───── Input for this task ─────

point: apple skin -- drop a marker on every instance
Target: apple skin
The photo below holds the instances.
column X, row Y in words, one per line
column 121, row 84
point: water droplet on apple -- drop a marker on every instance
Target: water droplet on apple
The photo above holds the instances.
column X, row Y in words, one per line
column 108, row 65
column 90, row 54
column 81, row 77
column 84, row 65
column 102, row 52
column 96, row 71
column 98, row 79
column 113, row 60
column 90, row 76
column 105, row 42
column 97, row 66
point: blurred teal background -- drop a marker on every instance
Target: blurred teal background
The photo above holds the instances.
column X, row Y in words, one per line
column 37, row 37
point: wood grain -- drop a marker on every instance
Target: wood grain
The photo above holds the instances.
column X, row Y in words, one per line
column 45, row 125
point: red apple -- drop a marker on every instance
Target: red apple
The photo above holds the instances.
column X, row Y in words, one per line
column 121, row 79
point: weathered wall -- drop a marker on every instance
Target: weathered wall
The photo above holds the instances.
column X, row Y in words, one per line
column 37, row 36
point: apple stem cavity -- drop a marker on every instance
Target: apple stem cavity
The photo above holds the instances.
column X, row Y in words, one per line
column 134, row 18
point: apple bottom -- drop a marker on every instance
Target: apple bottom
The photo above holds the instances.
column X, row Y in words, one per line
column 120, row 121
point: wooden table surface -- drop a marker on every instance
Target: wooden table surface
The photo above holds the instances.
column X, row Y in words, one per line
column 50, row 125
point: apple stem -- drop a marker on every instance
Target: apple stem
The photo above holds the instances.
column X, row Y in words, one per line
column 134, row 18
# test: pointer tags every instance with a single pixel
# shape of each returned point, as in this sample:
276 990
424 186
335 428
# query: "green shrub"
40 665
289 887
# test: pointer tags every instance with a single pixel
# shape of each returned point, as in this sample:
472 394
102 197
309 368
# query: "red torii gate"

─────

- **Task description**
Through the last line of the entries above, beginning at the line containing "Target: water droplet on apple", transcribe each line exactly, both ends included and nothing more.

- **Answer box**
Target: water droplet on apple
The photo above holds the instances.
column X, row Y in words, one per line
column 108, row 65
column 90, row 54
column 81, row 77
column 84, row 65
column 102, row 52
column 96, row 71
column 98, row 79
column 113, row 60
column 90, row 76
column 105, row 42
column 97, row 66
point: blurred teal background -- drop a marker on every instance
Target: blurred teal background
The photo above holds the instances.
column X, row Y in words, one per line
column 37, row 37
point: wood grain -- drop a marker on every instance
Target: wood grain
The photo above holds the instances.
column X, row Y in words, one per line
column 45, row 125
point: red apple -- drop a marker on every instance
Target: red apple
The photo above holds the instances.
column X, row Y in words, one per line
column 121, row 79
point: weathered wall -- drop a marker on every instance
Target: weathered wall
The photo above holds the instances.
column X, row Y in words, one per line
column 37, row 36
point: apple stem cavity -- drop a marker on every instance
Target: apple stem cavity
The photo above holds the instances.
column X, row Y in words, one per line
column 134, row 18
point: apple bottom -- drop a marker on every instance
Target: apple bottom
The photo above holds the instances.
column X, row Y in words, one per line
column 120, row 121
point: wooden table surface -- drop a marker on every instance
Target: wooden table surface
The photo above holds the instances.
column X, row Y in words, one per line
column 50, row 125
point: apple stem -- drop a marker on every instance
Target: apple stem
The photo above holds the instances.
column X, row Y in words, one per line
column 134, row 18
# test: pointer tags every instance with a single pixel
# shape of each returned point, as in this sample:
276 990
424 186
335 428
# query: "green shrub"
40 665
289 887
# test: pointer tags every instance with a single pixel
# shape of each returned point, as in this sample:
472 394
102 197
309 368
# query: "red torii gate"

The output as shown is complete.